Stored dataset items

** START **

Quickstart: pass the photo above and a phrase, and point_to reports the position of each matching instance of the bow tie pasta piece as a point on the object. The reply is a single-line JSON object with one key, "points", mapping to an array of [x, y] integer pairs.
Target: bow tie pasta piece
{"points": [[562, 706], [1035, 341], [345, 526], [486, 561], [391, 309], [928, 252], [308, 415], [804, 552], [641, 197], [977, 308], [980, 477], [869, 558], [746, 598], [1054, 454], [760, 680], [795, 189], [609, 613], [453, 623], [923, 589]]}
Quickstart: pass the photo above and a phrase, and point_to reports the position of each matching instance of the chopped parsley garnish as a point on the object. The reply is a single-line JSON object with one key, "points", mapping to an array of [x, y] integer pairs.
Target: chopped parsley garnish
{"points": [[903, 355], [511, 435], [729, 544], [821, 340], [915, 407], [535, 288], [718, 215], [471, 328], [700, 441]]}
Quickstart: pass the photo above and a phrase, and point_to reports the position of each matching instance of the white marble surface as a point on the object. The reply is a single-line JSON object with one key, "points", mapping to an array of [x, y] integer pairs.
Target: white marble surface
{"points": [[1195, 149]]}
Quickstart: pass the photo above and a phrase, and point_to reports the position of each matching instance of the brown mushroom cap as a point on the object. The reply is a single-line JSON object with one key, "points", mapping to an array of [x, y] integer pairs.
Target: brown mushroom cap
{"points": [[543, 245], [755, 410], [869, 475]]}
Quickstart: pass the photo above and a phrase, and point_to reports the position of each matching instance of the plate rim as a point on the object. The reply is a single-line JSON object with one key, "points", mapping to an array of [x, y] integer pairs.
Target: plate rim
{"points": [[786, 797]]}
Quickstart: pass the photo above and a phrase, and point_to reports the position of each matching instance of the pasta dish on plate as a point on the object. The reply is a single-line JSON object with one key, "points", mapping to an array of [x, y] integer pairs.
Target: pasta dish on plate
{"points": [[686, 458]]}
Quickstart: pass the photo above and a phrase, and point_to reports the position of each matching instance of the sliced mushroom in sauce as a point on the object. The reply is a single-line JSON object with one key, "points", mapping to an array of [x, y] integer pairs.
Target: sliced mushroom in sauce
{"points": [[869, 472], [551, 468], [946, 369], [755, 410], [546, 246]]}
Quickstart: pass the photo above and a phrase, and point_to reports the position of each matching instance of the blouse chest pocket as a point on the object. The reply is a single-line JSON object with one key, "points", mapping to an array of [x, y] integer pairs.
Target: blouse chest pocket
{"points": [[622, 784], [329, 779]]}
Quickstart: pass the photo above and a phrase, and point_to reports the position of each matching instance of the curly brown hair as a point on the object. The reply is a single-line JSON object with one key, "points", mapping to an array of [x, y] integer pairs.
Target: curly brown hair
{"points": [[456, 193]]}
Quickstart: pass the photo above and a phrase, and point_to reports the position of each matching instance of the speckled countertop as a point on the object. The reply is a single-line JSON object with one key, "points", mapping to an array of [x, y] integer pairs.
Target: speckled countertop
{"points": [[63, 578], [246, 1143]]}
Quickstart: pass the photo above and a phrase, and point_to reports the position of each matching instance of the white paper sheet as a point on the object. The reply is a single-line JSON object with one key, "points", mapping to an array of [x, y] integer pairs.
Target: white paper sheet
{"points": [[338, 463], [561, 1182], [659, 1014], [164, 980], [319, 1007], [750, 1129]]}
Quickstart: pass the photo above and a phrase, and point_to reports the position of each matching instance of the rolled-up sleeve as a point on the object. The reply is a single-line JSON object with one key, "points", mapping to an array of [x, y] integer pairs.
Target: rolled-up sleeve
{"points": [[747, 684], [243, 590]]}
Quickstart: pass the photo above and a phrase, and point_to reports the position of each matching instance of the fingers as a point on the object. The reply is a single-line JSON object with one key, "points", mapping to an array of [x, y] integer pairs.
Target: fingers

** END **

◆ PROBLEM STATEMENT: From the line with "of the rolled-up" to the last line of the material, give every line again exactly, and only those lines.

◆ OUTPUT BELOW:
Quickstart: pass the photo above and a phrase, and point_to reports the position of each matching instance of the rolled-up sleeve as a point on the object. The reply is a single-line JSON object with one key, "points", mapping to an array of [x, y] integer pairs.
Target: rolled-up sleeve
{"points": [[747, 684], [243, 590]]}
Quickstart: pass the photo above and a phrase, and point_to reports the position of each matching instance of the fingers as a point on the object. The reply is a single-line JSON object with one key, "points", mapping to an array of [x, y] integer pairs.
Target: fingers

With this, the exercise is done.